→ To do
Retype the records below, starting at their first line and ending with the line that contains "(1009, 843)". Include both of those lines.

→ Dataset records
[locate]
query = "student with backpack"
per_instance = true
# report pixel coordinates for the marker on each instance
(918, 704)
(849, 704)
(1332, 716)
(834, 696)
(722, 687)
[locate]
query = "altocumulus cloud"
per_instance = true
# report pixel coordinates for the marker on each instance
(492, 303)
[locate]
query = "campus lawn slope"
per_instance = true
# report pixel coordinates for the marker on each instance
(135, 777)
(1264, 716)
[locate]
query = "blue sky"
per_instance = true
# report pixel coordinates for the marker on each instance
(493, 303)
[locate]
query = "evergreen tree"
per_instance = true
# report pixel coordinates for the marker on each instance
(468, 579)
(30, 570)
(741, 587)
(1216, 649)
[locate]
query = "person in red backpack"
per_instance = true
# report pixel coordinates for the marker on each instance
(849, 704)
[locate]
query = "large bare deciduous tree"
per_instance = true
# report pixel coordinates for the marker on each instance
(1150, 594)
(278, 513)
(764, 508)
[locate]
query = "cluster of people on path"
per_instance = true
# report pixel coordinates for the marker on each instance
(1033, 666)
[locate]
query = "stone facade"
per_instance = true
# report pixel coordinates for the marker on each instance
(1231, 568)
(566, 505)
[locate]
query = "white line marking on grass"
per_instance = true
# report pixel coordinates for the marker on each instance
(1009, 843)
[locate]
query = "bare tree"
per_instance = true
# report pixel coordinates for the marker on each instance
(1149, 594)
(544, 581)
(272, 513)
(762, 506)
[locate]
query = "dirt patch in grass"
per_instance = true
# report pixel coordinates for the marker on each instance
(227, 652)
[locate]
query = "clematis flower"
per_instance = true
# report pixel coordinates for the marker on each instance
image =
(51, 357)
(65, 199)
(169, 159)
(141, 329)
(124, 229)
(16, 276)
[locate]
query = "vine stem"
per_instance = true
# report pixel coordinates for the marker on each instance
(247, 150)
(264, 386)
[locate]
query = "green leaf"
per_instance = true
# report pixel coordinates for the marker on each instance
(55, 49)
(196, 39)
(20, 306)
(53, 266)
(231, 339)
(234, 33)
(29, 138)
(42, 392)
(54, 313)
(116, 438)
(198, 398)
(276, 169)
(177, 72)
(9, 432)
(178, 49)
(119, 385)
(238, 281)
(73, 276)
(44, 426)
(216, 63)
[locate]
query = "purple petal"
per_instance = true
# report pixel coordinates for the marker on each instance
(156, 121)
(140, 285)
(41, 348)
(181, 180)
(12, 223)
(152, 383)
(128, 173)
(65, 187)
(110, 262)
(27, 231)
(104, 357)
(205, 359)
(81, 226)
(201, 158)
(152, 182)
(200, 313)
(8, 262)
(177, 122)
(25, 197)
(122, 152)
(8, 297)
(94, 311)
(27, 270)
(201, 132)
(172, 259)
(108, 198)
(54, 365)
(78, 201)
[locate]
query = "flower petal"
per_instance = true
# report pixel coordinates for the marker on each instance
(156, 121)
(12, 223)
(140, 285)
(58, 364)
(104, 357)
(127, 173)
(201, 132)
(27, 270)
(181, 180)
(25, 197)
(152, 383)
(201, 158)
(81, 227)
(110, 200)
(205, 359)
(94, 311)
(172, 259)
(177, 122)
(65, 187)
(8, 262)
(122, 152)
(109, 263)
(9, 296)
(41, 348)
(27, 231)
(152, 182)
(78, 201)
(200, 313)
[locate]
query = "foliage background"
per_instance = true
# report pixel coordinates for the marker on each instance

→ Task result
[locate]
query = "student with backpack"
per_instance = true
# report pixel coordinates for the marker on each instance
(918, 704)
(849, 704)
(1332, 716)
(834, 696)
(722, 687)
[locate]
query = "altocumulus cloud"
per_instance = true
# report pixel coordinates for the marker on each instance
(492, 303)
[locate]
query = "campus lawn slope"
per_instance = true
# report pixel coordinates for the marker on each instance
(135, 777)
(1264, 716)
[locate]
query = "blue sky"
per_instance = true
# report pixel coordinates for the marker on each instance
(493, 303)
[locate]
query = "evergreen tree"
per_instance = true
# report pixel coordinates for the marker on each instance
(468, 579)
(30, 570)
(741, 587)
(1216, 649)
[locate]
query = "person in red backpack"
per_instance = true
# report pixel coordinates for the marker on each instance
(849, 704)
[locate]
query = "large bare deciduous tree"
per_instance = true
# report pixel coordinates for the marker on each instance
(1150, 594)
(278, 513)
(764, 508)
[locate]
query = "cluster of people on path"
per_instance = true
# report pixel coordinates for the marker on each instance
(1033, 666)
[locate]
query = "stone facade"
per_instance = true
# report pixel coordinates for the marker on each instance
(1231, 568)
(566, 505)
[locate]
query = "white line marking on grass"
per_instance = true
# report pixel coordinates for the marker on each instance
(1009, 843)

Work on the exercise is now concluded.